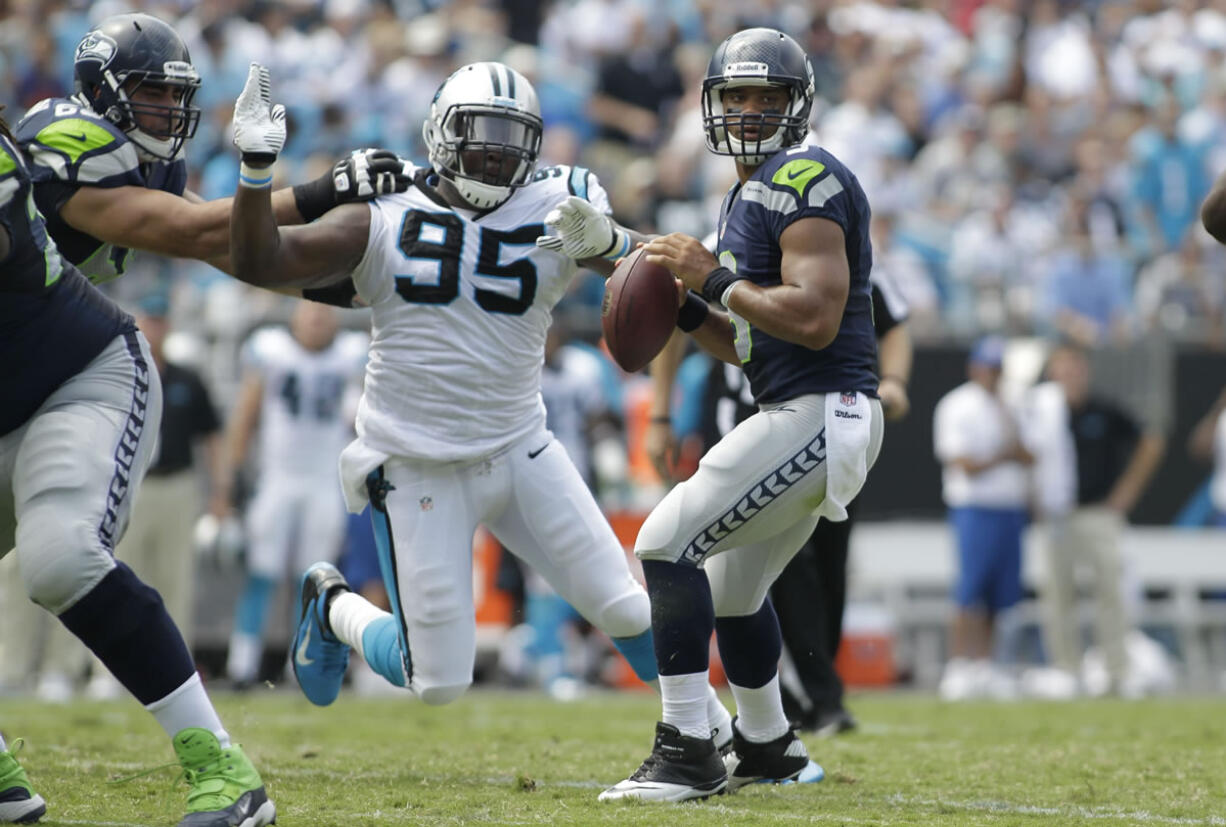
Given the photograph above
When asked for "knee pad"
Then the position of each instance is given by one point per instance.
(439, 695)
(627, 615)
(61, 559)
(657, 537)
════════
* **Job**
Could you reproduce every row above word for word, leaving out the pictures?

* **Problem solution**
Given the photograph above
When asked for "knee pad"
Then the position of each instance is given by one point per instance.
(439, 695)
(627, 615)
(61, 559)
(657, 537)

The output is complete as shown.